> [To do] Could you reproduce every one of the records below word for word, keeping each line unchanged?
>> START Entries provided
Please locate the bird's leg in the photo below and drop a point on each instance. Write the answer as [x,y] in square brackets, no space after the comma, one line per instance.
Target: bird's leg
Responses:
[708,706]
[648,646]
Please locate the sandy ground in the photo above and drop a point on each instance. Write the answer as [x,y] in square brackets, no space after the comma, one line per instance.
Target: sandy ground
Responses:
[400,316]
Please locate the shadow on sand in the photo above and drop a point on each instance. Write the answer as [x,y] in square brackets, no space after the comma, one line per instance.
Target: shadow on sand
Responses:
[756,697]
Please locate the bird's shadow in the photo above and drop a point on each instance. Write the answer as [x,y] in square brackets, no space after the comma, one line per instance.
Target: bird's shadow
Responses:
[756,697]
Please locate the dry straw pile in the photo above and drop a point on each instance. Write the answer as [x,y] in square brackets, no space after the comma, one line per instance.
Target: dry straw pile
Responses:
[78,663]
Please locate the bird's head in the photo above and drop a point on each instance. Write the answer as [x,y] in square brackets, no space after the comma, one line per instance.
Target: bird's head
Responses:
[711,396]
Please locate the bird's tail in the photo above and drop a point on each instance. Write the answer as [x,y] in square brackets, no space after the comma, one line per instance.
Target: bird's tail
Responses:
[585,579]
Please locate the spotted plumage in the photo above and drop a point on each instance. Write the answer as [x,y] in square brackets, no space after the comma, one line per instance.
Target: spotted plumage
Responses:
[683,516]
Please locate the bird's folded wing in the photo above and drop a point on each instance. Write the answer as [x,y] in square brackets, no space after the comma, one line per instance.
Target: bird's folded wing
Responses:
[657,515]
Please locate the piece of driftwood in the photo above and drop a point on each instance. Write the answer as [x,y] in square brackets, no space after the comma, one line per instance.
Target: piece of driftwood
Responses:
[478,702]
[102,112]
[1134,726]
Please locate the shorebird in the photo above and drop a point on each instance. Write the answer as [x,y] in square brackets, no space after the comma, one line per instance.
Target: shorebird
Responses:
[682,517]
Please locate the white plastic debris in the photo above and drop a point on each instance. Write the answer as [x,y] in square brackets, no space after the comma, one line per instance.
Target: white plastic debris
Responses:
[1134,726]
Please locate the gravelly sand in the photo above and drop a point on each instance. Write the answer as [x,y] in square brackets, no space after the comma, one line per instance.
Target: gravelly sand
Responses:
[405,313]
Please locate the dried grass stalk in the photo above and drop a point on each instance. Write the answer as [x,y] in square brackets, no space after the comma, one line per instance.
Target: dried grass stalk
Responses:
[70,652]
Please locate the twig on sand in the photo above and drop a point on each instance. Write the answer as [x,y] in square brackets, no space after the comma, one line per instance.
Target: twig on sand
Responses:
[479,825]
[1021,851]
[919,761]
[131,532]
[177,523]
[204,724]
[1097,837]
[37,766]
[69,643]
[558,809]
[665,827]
>> END Entries provided
> [Answer to the problem]
Please locate the bird's leg in the photo below and drop a point on each instance. Write the answer as [x,y] in square brackets, no space after the comma, one line per instance.
Target: bird's leg
Responses:
[708,706]
[648,646]
Please locate the sandy ground in the photo above and drop a point on each instance. Write the answer as [x,y] in square brackets, no space after the comma, one line per instance.
Target: sandy ground
Responses:
[400,316]
Please locate the shadow on sand in the photo above and drop a point on each instance. Write the answer as [x,y] in square brackets, no space after the comma, one line per instance.
Target: shadow on sand
Responses:
[756,697]
Please locate the bird's shadow in the photo above and drop a point on each instance. Write the answer as [x,y] in square brackets, no space after the comma, one line per instance.
Target: bird's shadow
Responses:
[756,697]
Please locate the dry straw pile in the photo above and drop a point on each instance. Write the answer as [x,y] in square brackets, no space after the comma, one line per instance.
Target: dry straw pile
Responses:
[78,663]
Please locate the bird's head in the photo above and drop a point on each instance. Write the answer as [x,y] in square brackets, no space after the comma, one line per instance.
Target: bird's head
Responses:
[711,396]
Please locate the bird's tail in the photo above and drop a point on each instance. Write the answer as [x,y] in square brackets, no space after the comma, one line per instance.
Target: bird's tail
Responses:
[585,579]
Please locate the spotted plumage in the photo above and drop a point on each instance. Write the answer as [x,y] in square brackets, no space after the comma, one line per instance.
Target: spotted plumage
Responses:
[683,516]
Please locate the bird's folded wing in the photo above and drop a point on each instance. Write the answer as [x,y] in square brackets, no space after the comma, one line per instance.
Target: bird's folded wing
Responses:
[657,515]
Please locate the piece of driftwood in the photo above and drop a point on each instance. Write the answer as [x,y] in square brackets, no space after the comma, one line per instance.
Target: piece of driftwood
Responses:
[478,702]
[102,112]
[1134,726]
Please locate the shorebird in the photo above and drop a point on each instance. Write the answer as [x,y] in square brackets, no space after the comma, one line per instance.
Target: shorebird
Responses:
[682,517]
Please locate the white plastic debris in the photo above and drop a point on each instance. Write the answer as [x,y] in square brackets, no space after the comma, one line per instance.
Target: white plastic debris
Responses:
[1134,726]
Please locate the gravelly sand in the photo above and drop a point on each instance. Write the answer as [x,y] in square brackets, no space after the comma, one line per instance.
Target: gravelly sand
Responses:
[405,313]
Please locate the dried grass stalk in the photo above and drop a point on each instance. Write the answer as [x,y] in square brackets, no space after the comma, one line per instance.
Target: dried grass stalk
Responses:
[70,652]
Please locate the twig on sand in the photo above and drop a point on each instance. Write the answer as [x,y] in square brackets, no space after the comma, one line per instance.
Target: twig on sand
Responses:
[479,825]
[1021,851]
[919,761]
[131,532]
[177,523]
[204,724]
[1097,837]
[37,766]
[69,643]
[558,809]
[665,827]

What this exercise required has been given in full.